**Text extract**
::::

Don’t Bake? Me Neither…

2 Apr

I am not a baker.  One of the things I love about cooking is that I can add a dash of something here or a couple of heavy pours of Sherry there…If you add a dash of something to a baking recipe, you might end up with a fresh-baked brick or a deflated souffle.  Simple, elegant and delicious and if it happens to partially come out of a box that is NOT a bad thing.

So here is one of my Mama’s recipes that I’m adjusting just a bit.

What you need…

2 Packs of Dark Chocolate instant pudding (I do not recommend the cooking kind because I have never liked the idea of cooking pudding)
1 Chocolate Cake from a Box (Any brand will do), use less fat milk if you want well less fat
1 Container of Non-Fat Whipped Topping
1/2 Cup of Toasted Hazelnuts (optional)
Sliced Strawberries for garnish or Raspberries OR  3 Ferraro Rocher
1 Trifle Dish

Cook chocolate cake according to the directions.  I cannot help if you cannot cook a cake out of a box.  Let cool and slice into bite-size pieces.  Make pudding also according to directions.  If you use hazelnuts, lay on a sheet pan and bake at 350 degrees for 10 – 15 until they are just brown.  Do not burn.  Nuts are expensive.  It is worth it to watch them so they do not burn.  It is like burning money.

::::

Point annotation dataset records

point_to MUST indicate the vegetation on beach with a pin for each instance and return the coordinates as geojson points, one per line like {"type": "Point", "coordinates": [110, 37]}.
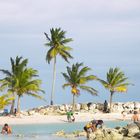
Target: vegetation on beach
{"type": "Point", "coordinates": [57, 43]}
{"type": "Point", "coordinates": [116, 81]}
{"type": "Point", "coordinates": [5, 100]}
{"type": "Point", "coordinates": [20, 80]}
{"type": "Point", "coordinates": [76, 77]}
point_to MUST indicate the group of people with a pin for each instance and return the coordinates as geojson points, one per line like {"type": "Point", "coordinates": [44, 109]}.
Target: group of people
{"type": "Point", "coordinates": [6, 129]}
{"type": "Point", "coordinates": [92, 126]}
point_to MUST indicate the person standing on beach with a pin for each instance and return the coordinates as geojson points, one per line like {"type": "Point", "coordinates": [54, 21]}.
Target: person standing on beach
{"type": "Point", "coordinates": [6, 129]}
{"type": "Point", "coordinates": [105, 107]}
{"type": "Point", "coordinates": [135, 117]}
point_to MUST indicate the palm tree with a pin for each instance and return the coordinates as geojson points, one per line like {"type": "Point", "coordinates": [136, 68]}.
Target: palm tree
{"type": "Point", "coordinates": [57, 42]}
{"type": "Point", "coordinates": [9, 81]}
{"type": "Point", "coordinates": [5, 100]}
{"type": "Point", "coordinates": [76, 78]}
{"type": "Point", "coordinates": [116, 82]}
{"type": "Point", "coordinates": [28, 85]}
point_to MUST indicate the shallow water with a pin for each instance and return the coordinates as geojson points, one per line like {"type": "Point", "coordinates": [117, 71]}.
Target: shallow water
{"type": "Point", "coordinates": [45, 131]}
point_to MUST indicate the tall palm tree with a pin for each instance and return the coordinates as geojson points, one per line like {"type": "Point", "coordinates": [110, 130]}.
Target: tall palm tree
{"type": "Point", "coordinates": [5, 100]}
{"type": "Point", "coordinates": [27, 84]}
{"type": "Point", "coordinates": [116, 81]}
{"type": "Point", "coordinates": [57, 41]}
{"type": "Point", "coordinates": [9, 81]}
{"type": "Point", "coordinates": [77, 78]}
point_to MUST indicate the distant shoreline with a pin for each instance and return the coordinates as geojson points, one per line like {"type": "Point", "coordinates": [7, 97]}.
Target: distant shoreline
{"type": "Point", "coordinates": [48, 119]}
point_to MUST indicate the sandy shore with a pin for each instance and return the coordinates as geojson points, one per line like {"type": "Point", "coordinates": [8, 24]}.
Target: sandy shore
{"type": "Point", "coordinates": [79, 117]}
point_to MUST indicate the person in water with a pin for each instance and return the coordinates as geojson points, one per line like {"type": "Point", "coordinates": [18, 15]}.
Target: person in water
{"type": "Point", "coordinates": [6, 129]}
{"type": "Point", "coordinates": [135, 117]}
{"type": "Point", "coordinates": [92, 126]}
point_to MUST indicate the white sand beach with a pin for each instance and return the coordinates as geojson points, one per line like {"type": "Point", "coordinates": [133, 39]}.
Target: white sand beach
{"type": "Point", "coordinates": [79, 117]}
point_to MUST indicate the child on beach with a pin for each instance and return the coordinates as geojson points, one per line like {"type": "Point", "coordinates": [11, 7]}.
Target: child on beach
{"type": "Point", "coordinates": [92, 126]}
{"type": "Point", "coordinates": [135, 117]}
{"type": "Point", "coordinates": [6, 129]}
{"type": "Point", "coordinates": [70, 116]}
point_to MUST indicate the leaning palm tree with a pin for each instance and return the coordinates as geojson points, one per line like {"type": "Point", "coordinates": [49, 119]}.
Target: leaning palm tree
{"type": "Point", "coordinates": [116, 82]}
{"type": "Point", "coordinates": [76, 78]}
{"type": "Point", "coordinates": [27, 84]}
{"type": "Point", "coordinates": [57, 41]}
{"type": "Point", "coordinates": [9, 81]}
{"type": "Point", "coordinates": [5, 100]}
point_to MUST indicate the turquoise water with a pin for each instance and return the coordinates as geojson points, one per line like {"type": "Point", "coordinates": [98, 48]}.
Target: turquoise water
{"type": "Point", "coordinates": [45, 131]}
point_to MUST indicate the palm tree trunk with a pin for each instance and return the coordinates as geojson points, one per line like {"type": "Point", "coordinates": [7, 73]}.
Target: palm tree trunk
{"type": "Point", "coordinates": [12, 107]}
{"type": "Point", "coordinates": [13, 104]}
{"type": "Point", "coordinates": [18, 105]}
{"type": "Point", "coordinates": [53, 84]}
{"type": "Point", "coordinates": [111, 95]}
{"type": "Point", "coordinates": [73, 104]}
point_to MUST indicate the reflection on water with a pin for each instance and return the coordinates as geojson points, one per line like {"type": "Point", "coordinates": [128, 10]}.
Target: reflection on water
{"type": "Point", "coordinates": [45, 131]}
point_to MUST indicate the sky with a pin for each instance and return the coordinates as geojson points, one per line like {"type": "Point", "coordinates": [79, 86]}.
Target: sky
{"type": "Point", "coordinates": [105, 34]}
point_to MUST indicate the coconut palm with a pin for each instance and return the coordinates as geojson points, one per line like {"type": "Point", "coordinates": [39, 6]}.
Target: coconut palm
{"type": "Point", "coordinates": [57, 41]}
{"type": "Point", "coordinates": [9, 81]}
{"type": "Point", "coordinates": [5, 100]}
{"type": "Point", "coordinates": [76, 78]}
{"type": "Point", "coordinates": [27, 84]}
{"type": "Point", "coordinates": [116, 81]}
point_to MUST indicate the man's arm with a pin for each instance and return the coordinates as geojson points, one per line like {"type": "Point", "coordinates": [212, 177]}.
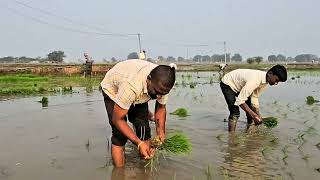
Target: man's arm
{"type": "Point", "coordinates": [160, 119]}
{"type": "Point", "coordinates": [123, 127]}
{"type": "Point", "coordinates": [256, 117]}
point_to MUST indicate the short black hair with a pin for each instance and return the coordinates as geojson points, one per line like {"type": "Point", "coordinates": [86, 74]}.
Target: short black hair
{"type": "Point", "coordinates": [164, 74]}
{"type": "Point", "coordinates": [279, 71]}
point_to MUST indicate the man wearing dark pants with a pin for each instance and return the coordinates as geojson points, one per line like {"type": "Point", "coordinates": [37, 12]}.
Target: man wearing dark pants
{"type": "Point", "coordinates": [242, 87]}
{"type": "Point", "coordinates": [127, 88]}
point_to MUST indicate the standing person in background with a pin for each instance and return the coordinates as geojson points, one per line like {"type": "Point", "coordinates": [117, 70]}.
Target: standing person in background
{"type": "Point", "coordinates": [127, 88]}
{"type": "Point", "coordinates": [88, 65]}
{"type": "Point", "coordinates": [142, 55]}
{"type": "Point", "coordinates": [242, 87]}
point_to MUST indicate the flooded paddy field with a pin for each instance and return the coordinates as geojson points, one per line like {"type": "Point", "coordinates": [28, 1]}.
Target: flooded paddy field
{"type": "Point", "coordinates": [69, 139]}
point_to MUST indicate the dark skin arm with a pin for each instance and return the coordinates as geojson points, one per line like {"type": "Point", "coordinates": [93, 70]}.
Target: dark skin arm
{"type": "Point", "coordinates": [160, 119]}
{"type": "Point", "coordinates": [120, 123]}
{"type": "Point", "coordinates": [256, 117]}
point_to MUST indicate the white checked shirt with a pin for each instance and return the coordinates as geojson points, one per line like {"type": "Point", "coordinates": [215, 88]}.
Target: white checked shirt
{"type": "Point", "coordinates": [126, 84]}
{"type": "Point", "coordinates": [248, 82]}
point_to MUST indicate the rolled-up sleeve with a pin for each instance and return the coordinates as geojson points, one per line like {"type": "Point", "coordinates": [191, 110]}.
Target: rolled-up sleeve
{"type": "Point", "coordinates": [163, 99]}
{"type": "Point", "coordinates": [245, 92]}
{"type": "Point", "coordinates": [125, 96]}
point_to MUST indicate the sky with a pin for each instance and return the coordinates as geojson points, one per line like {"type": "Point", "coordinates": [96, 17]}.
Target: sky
{"type": "Point", "coordinates": [109, 28]}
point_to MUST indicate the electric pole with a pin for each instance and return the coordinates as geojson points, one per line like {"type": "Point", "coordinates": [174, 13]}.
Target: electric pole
{"type": "Point", "coordinates": [139, 42]}
{"type": "Point", "coordinates": [225, 52]}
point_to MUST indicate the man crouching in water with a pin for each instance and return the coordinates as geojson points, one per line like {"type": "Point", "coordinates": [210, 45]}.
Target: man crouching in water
{"type": "Point", "coordinates": [242, 87]}
{"type": "Point", "coordinates": [127, 88]}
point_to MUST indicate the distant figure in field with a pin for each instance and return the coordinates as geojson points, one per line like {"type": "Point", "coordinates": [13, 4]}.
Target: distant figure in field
{"type": "Point", "coordinates": [142, 55]}
{"type": "Point", "coordinates": [221, 71]}
{"type": "Point", "coordinates": [88, 65]}
{"type": "Point", "coordinates": [242, 88]}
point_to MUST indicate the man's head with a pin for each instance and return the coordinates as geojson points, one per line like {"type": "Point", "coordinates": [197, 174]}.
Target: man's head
{"type": "Point", "coordinates": [160, 81]}
{"type": "Point", "coordinates": [277, 73]}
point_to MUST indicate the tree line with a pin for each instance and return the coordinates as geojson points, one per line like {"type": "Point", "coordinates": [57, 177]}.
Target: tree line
{"type": "Point", "coordinates": [58, 57]}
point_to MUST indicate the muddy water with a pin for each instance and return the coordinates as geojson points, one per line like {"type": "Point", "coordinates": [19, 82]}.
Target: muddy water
{"type": "Point", "coordinates": [69, 138]}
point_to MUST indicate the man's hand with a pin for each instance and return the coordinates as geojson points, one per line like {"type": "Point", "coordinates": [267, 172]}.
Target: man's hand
{"type": "Point", "coordinates": [145, 150]}
{"type": "Point", "coordinates": [257, 119]}
{"type": "Point", "coordinates": [162, 136]}
{"type": "Point", "coordinates": [150, 116]}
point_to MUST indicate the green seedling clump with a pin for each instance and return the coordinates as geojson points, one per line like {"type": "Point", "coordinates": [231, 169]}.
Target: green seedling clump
{"type": "Point", "coordinates": [270, 122]}
{"type": "Point", "coordinates": [181, 112]}
{"type": "Point", "coordinates": [177, 144]}
{"type": "Point", "coordinates": [311, 100]}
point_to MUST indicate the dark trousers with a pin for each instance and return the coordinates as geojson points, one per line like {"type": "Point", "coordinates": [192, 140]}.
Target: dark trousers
{"type": "Point", "coordinates": [230, 97]}
{"type": "Point", "coordinates": [137, 115]}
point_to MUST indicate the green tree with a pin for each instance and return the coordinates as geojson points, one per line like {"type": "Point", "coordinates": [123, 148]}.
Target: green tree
{"type": "Point", "coordinates": [160, 58]}
{"type": "Point", "coordinates": [56, 56]}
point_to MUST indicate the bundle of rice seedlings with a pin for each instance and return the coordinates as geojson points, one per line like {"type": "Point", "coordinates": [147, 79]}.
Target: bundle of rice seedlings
{"type": "Point", "coordinates": [177, 144]}
{"type": "Point", "coordinates": [181, 112]}
{"type": "Point", "coordinates": [270, 122]}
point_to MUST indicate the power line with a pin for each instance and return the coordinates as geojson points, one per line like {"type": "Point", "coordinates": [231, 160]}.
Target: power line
{"type": "Point", "coordinates": [70, 20]}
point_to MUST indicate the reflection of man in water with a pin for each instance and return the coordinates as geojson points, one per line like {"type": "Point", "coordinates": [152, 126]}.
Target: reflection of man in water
{"type": "Point", "coordinates": [127, 88]}
{"type": "Point", "coordinates": [243, 158]}
{"type": "Point", "coordinates": [142, 55]}
{"type": "Point", "coordinates": [242, 87]}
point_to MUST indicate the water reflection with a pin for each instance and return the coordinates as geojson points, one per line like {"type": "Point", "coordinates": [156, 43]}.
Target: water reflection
{"type": "Point", "coordinates": [243, 158]}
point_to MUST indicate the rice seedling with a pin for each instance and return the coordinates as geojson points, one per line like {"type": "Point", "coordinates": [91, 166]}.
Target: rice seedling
{"type": "Point", "coordinates": [270, 122]}
{"type": "Point", "coordinates": [44, 101]}
{"type": "Point", "coordinates": [181, 112]}
{"type": "Point", "coordinates": [311, 100]}
{"type": "Point", "coordinates": [176, 144]}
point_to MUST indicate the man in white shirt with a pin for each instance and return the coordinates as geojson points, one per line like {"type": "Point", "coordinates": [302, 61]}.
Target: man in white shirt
{"type": "Point", "coordinates": [127, 88]}
{"type": "Point", "coordinates": [242, 87]}
{"type": "Point", "coordinates": [142, 55]}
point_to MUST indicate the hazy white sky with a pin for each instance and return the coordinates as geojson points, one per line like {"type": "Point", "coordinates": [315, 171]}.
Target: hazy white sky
{"type": "Point", "coordinates": [168, 27]}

::::

**Brief A**
State how many lines of the records contain the word "muddy".
**Brief B**
Extend the chocolate dessert recipe, picking up right after its last sentence.
The text and the records are unrelated to each other.

**Expected answer A**
2

**Expected answer B**
Start with the cake.  Put a layer of cake on the bottom of the trifle dish.  Then pudding, just enough to cover the cake.  Then the whipped topping.  Sprinkle some hazelnuts on top of the whipped topping.  This is an optional step.  You can also use chocolate chips or broken up pieces of heath bar candy or you can do nothing.  Put more cake on top of the whipped topping and continue to layer.  It is important to end with whipped topping.  For decorating, put three Ferraro Rocher in the middle of the whipped topping or sliced strawberries around the top.

You can also do this with different cake and pudding.

Easy and impressive!  C’est si YUM.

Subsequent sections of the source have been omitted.